● **EXTRAIT DU DOCUMENT**
L’analyse de Piketty se veut claire et pédagogique dans le ton, nuancée et ouverte sur le fond. En réalité, elle repose sur une série de présupposés idéologiques extrêmement naïfs et irrationnels.
Premier présupposé. Il serait à la fois impossible et inopportun de réduire les dépenses publiques en France. «Pour l’essentiel, nous prenons comme donnés la structure des transferts et les dépenses publiques actuellement en vigueur en France et le niveau global des prélèvements obligatoires nécessaire pour les financer» (p. 41). Donc 50% d’impôts, c’est parfait! De quoi les Français se plaindraient-ils, puisqu’ils ont des services publics impeccables, qu’il n’y a aucun gaspillage, et qu’ils n’utiliseraient pas mieux leur argent si on les laissait en disposer librement? Le problème de la fiscalité n’est donc pas de diminuer les dépenses publiques, il est de trouver les moyens les plus astucieux et les plus simples de les augmenter. Mais alors, pourquoi tous nos voisins ont-ils choisi la voie inverse?

● **CONSIGNES**
1. Dans l'extrait sur l'analyse de Piketty, en quoi consiste le premier présupposé ?
2. Recopiez le passage de l'extrait sur l'analyse de Piketty situé entre « Premier présupposé. Il » et « la voie inverse? », bornes incluses, en remplaçant « Français » par « contribuables ».

● **DONNÉES FOURNIES**
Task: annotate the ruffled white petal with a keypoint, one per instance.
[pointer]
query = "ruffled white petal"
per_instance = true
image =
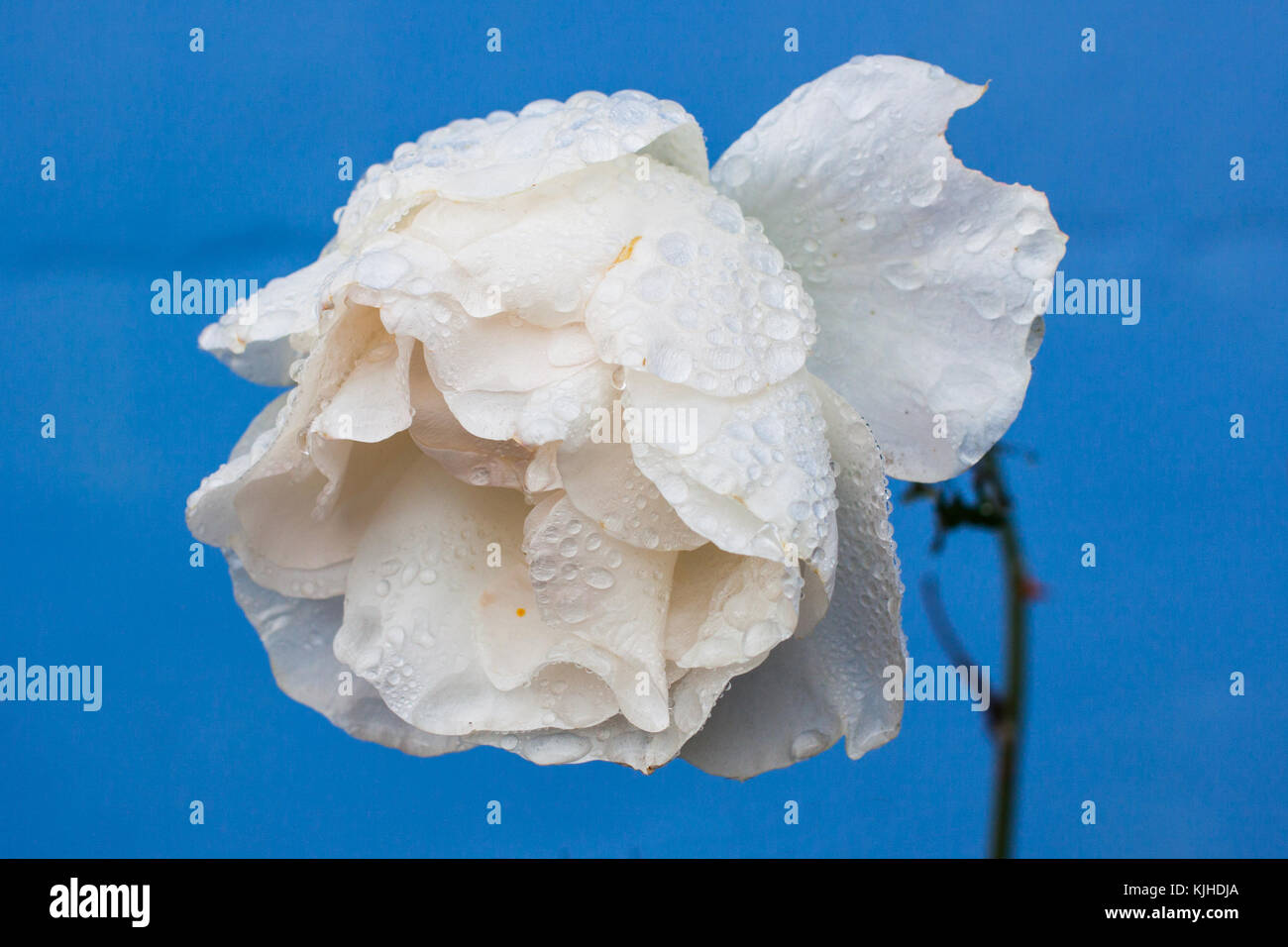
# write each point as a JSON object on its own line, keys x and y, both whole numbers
{"x": 609, "y": 594}
{"x": 603, "y": 480}
{"x": 482, "y": 158}
{"x": 811, "y": 690}
{"x": 296, "y": 634}
{"x": 754, "y": 476}
{"x": 923, "y": 272}
{"x": 259, "y": 338}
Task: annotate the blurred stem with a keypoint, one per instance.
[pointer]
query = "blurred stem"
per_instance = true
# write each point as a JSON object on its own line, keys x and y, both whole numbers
{"x": 1010, "y": 719}
{"x": 990, "y": 509}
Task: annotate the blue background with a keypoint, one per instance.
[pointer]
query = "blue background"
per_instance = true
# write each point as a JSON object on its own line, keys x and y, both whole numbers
{"x": 223, "y": 163}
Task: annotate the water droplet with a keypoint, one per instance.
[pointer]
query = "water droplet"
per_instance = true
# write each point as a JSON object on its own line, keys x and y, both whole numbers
{"x": 807, "y": 744}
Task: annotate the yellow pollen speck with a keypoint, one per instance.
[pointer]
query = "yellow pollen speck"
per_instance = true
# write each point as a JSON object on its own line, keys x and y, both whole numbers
{"x": 626, "y": 252}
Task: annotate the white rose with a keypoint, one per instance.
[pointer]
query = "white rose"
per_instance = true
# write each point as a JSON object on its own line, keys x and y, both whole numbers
{"x": 452, "y": 510}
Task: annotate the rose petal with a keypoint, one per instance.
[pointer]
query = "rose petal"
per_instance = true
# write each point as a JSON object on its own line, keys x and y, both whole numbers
{"x": 603, "y": 482}
{"x": 254, "y": 337}
{"x": 609, "y": 594}
{"x": 811, "y": 690}
{"x": 698, "y": 296}
{"x": 441, "y": 617}
{"x": 481, "y": 158}
{"x": 923, "y": 272}
{"x": 754, "y": 476}
{"x": 296, "y": 634}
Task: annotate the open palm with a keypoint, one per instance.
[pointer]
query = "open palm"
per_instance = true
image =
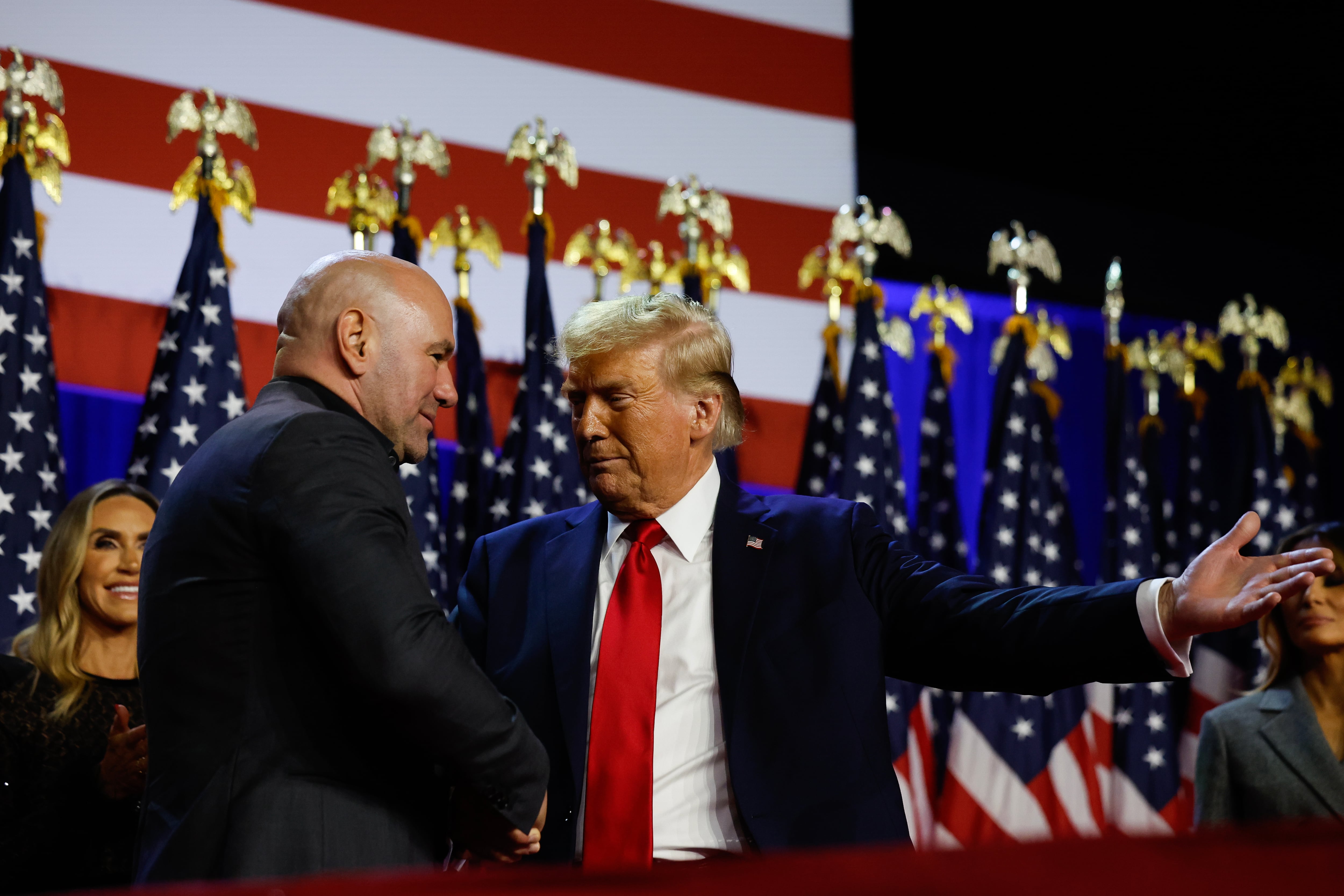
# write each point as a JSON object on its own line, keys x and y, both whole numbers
{"x": 1221, "y": 589}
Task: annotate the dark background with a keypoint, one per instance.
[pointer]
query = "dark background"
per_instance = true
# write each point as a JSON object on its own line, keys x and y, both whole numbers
{"x": 1201, "y": 148}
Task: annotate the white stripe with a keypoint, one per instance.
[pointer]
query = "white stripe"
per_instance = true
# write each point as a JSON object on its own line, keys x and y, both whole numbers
{"x": 1216, "y": 676}
{"x": 1132, "y": 813}
{"x": 823, "y": 17}
{"x": 992, "y": 782}
{"x": 367, "y": 76}
{"x": 120, "y": 241}
{"x": 1066, "y": 776}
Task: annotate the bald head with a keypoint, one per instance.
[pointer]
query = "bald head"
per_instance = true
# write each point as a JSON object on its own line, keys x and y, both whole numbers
{"x": 378, "y": 332}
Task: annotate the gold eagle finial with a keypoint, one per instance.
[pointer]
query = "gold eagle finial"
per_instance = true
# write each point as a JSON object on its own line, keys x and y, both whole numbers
{"x": 44, "y": 144}
{"x": 209, "y": 171}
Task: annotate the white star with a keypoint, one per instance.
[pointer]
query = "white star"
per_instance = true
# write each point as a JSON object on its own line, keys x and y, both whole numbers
{"x": 41, "y": 518}
{"x": 37, "y": 340}
{"x": 171, "y": 471}
{"x": 205, "y": 354}
{"x": 22, "y": 421}
{"x": 186, "y": 433}
{"x": 13, "y": 460}
{"x": 23, "y": 600}
{"x": 195, "y": 393}
{"x": 31, "y": 559}
{"x": 13, "y": 283}
{"x": 22, "y": 246}
{"x": 234, "y": 405}
{"x": 210, "y": 312}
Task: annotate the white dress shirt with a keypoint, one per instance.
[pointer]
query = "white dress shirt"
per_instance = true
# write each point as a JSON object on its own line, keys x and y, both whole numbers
{"x": 694, "y": 812}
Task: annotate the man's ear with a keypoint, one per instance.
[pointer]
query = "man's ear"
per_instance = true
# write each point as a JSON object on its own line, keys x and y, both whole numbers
{"x": 355, "y": 340}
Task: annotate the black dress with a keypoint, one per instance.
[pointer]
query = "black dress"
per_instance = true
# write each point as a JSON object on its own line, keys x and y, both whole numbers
{"x": 57, "y": 829}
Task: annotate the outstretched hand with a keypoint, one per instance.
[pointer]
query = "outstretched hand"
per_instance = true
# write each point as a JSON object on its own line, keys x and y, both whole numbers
{"x": 1221, "y": 589}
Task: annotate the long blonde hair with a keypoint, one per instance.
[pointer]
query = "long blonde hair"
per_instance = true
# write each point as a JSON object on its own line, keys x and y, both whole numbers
{"x": 1284, "y": 658}
{"x": 53, "y": 643}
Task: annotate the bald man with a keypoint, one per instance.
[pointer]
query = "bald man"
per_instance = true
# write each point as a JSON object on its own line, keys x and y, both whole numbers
{"x": 311, "y": 707}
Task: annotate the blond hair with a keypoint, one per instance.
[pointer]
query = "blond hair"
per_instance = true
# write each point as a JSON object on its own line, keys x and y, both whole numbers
{"x": 697, "y": 360}
{"x": 53, "y": 643}
{"x": 1284, "y": 659}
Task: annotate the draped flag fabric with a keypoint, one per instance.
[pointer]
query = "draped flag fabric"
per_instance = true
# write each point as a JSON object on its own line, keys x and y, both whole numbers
{"x": 1128, "y": 550}
{"x": 197, "y": 385}
{"x": 538, "y": 472}
{"x": 826, "y": 424}
{"x": 421, "y": 480}
{"x": 33, "y": 490}
{"x": 937, "y": 520}
{"x": 475, "y": 461}
{"x": 870, "y": 456}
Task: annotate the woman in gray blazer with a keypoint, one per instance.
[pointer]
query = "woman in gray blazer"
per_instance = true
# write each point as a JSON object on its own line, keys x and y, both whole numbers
{"x": 1279, "y": 751}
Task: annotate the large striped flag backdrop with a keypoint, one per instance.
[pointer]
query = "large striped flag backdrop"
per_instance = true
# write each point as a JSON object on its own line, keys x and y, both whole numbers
{"x": 781, "y": 150}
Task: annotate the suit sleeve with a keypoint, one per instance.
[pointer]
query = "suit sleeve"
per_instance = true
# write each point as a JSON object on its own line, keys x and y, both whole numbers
{"x": 1213, "y": 777}
{"x": 964, "y": 633}
{"x": 337, "y": 524}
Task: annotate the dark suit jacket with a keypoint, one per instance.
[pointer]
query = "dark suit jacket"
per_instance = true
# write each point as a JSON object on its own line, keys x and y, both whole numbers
{"x": 1264, "y": 757}
{"x": 304, "y": 694}
{"x": 806, "y": 628}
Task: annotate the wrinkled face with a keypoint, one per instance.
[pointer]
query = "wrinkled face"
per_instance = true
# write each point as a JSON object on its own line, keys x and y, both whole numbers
{"x": 635, "y": 434}
{"x": 410, "y": 378}
{"x": 1315, "y": 619}
{"x": 109, "y": 584}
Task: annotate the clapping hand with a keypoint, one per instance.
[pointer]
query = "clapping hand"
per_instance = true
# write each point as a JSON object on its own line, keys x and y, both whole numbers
{"x": 123, "y": 769}
{"x": 1221, "y": 589}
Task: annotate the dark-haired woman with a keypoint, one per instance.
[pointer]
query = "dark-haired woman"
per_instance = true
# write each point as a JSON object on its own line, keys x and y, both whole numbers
{"x": 1279, "y": 753}
{"x": 72, "y": 743}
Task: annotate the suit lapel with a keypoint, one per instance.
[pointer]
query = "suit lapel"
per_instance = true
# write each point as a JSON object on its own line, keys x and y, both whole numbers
{"x": 742, "y": 551}
{"x": 572, "y": 562}
{"x": 1296, "y": 737}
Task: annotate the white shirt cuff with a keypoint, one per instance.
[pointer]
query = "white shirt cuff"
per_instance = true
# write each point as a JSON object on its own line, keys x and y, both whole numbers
{"x": 1175, "y": 656}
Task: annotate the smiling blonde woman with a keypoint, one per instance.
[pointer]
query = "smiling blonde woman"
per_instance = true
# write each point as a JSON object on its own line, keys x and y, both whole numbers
{"x": 73, "y": 751}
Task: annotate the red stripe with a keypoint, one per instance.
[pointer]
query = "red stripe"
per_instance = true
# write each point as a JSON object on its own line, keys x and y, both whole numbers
{"x": 966, "y": 820}
{"x": 119, "y": 134}
{"x": 80, "y": 346}
{"x": 643, "y": 41}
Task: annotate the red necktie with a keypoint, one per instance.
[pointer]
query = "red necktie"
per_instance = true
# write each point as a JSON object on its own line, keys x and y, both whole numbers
{"x": 619, "y": 813}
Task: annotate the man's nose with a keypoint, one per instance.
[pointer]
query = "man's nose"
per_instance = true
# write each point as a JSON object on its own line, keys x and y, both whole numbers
{"x": 444, "y": 390}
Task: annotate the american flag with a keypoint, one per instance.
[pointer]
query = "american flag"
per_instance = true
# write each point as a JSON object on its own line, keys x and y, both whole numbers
{"x": 538, "y": 472}
{"x": 421, "y": 480}
{"x": 475, "y": 461}
{"x": 197, "y": 385}
{"x": 870, "y": 456}
{"x": 1128, "y": 547}
{"x": 826, "y": 424}
{"x": 937, "y": 519}
{"x": 33, "y": 488}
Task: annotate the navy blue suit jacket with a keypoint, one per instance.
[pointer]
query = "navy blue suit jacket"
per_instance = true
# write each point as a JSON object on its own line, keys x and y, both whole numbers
{"x": 804, "y": 628}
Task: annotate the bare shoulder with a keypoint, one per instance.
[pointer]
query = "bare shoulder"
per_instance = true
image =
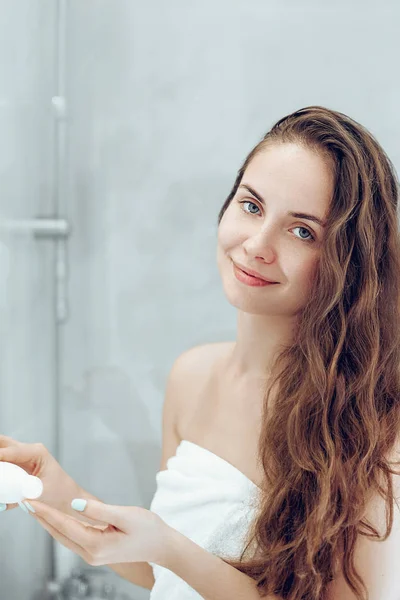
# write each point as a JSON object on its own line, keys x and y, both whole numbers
{"x": 187, "y": 376}
{"x": 194, "y": 367}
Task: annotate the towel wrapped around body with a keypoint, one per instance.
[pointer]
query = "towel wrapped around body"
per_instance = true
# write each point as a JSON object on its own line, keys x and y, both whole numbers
{"x": 206, "y": 499}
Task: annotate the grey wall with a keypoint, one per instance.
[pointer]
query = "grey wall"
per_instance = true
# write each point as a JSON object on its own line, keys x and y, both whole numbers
{"x": 164, "y": 101}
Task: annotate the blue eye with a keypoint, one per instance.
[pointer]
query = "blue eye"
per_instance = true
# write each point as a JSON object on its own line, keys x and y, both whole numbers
{"x": 309, "y": 239}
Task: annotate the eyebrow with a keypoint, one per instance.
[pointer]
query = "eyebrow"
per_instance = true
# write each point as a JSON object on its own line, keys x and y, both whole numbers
{"x": 292, "y": 214}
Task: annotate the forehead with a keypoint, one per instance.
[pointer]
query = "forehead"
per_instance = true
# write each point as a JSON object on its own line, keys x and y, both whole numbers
{"x": 291, "y": 175}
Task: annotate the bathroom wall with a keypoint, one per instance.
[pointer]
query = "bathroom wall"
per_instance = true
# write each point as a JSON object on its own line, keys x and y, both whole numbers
{"x": 164, "y": 100}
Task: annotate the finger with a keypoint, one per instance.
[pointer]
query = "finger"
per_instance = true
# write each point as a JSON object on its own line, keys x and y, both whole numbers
{"x": 10, "y": 506}
{"x": 106, "y": 513}
{"x": 6, "y": 441}
{"x": 75, "y": 531}
{"x": 18, "y": 454}
{"x": 62, "y": 539}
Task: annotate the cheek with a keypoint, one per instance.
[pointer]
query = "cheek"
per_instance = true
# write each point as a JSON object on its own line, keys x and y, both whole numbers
{"x": 304, "y": 271}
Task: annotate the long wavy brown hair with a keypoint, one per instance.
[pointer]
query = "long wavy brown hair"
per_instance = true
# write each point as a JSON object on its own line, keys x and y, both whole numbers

● **CORRIGÉS DÉTAILLÉS**
1. Il serait à la fois impossible et inopportun de réduire les dépenses publiques en France.

2.
Premier présupposé. Il serait à la fois impossible et inopportun de réduire les dépenses publiques en France. «Pour l’essentiel, nous prenons comme donnés la structure des transferts et les dépenses publiques actuellement en vigueur en France et le niveau global des prélèvements obligatoires nécessaire pour les financer» (p. 41). Donc 50% d’impôts, c’est parfait! De quoi les contribuables se plaindraient-ils, puisqu’ils ont des services publics impeccables, qu’il n’y a aucun gaspillage, et qu’ils n’utiliseraient pas mieux leur argent si on les laissait en disposer librement? Le problème de la fiscalité n’est donc pas de diminuer les dépenses publiques, il est de trouver les moyens les plus astucieux et les plus simples de les augmenter. Mais alors, pourquoi tous nos voisins ont-ils choisi la voie inverse?